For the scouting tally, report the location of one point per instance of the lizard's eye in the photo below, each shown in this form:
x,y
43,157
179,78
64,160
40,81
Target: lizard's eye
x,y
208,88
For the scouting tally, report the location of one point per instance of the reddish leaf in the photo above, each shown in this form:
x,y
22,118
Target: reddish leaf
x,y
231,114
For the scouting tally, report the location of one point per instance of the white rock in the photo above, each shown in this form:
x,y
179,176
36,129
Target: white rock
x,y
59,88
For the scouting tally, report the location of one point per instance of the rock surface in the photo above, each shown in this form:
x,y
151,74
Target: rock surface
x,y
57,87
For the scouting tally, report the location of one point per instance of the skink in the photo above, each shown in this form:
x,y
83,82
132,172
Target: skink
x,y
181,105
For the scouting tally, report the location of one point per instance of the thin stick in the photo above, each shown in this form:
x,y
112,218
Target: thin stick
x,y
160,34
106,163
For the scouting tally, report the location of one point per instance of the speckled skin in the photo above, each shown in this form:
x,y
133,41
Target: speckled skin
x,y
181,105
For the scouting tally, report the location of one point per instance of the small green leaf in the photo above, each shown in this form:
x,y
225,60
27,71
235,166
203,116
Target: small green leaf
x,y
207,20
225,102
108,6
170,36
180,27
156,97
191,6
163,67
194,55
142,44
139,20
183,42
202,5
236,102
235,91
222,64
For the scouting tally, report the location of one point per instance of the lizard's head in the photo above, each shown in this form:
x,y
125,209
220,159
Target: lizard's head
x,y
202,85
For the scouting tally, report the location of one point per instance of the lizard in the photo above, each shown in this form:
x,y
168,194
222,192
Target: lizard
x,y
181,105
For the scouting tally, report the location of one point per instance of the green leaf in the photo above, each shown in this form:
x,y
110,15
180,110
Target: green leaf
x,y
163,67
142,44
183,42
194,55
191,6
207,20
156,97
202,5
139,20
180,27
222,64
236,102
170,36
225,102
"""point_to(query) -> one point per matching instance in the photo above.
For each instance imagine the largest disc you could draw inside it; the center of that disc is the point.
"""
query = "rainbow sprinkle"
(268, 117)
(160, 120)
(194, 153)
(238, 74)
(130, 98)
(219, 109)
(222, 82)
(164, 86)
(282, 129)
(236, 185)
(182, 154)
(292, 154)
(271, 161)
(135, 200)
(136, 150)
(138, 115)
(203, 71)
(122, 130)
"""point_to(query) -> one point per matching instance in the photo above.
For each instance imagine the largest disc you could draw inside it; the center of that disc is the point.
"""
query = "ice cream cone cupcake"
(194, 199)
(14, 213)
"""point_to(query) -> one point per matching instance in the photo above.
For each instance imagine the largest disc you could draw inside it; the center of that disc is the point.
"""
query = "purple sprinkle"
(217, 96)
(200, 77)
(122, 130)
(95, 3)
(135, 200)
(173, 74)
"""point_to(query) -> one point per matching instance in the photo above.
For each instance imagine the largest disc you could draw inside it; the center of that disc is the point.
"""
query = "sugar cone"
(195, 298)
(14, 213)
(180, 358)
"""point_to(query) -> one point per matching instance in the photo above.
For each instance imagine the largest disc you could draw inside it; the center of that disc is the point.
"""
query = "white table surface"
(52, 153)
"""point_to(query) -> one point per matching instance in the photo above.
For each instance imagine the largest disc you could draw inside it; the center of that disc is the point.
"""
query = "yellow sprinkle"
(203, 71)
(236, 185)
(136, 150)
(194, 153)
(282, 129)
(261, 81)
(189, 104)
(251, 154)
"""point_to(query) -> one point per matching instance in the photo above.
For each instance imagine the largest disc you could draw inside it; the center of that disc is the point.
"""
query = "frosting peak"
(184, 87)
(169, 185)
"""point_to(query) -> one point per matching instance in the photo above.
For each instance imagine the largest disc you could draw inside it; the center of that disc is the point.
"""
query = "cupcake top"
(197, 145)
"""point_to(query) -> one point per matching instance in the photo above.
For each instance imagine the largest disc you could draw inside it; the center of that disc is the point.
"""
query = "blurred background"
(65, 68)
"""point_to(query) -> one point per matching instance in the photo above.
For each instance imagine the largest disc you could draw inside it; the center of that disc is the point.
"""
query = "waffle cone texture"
= = =
* [What you are asked to do]:
Locate every line in the data that contains the word "leaf" and copy each of those lines out.

* [Problem solution]:
For the scouting tally, report the location of one point per instance of the reddish leaf in the photo above, each shown in this form:
Target: reddish leaf
For the scouting tally, report the location of one point per instance of the small green leaf in the photo above, each shown in this form:
Target: small green leaf
For the scouting tally, report the location of one point per instance of the green leaf in the photo above, each shown in this form:
Target: green leaf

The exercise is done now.